> ABOUT THIS TASK:
With the pictures left out, restate every entry word for word.

═══ STORED DATA ═══

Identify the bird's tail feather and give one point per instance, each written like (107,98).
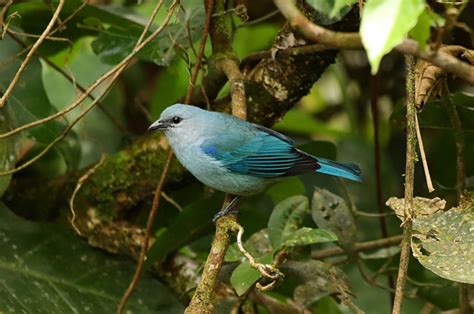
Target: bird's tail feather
(347,171)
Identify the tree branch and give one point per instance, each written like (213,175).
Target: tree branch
(30,54)
(409,183)
(318,34)
(203,298)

═══

> THE COMPLETED TASK:
Identify the bird's tail feather and give one point per instance, each written like (107,98).
Target: bird's tail feather
(347,171)
Identify the tree branch and give one point per instance, each written like (213,175).
Target: tree branch
(30,54)
(409,183)
(318,34)
(203,298)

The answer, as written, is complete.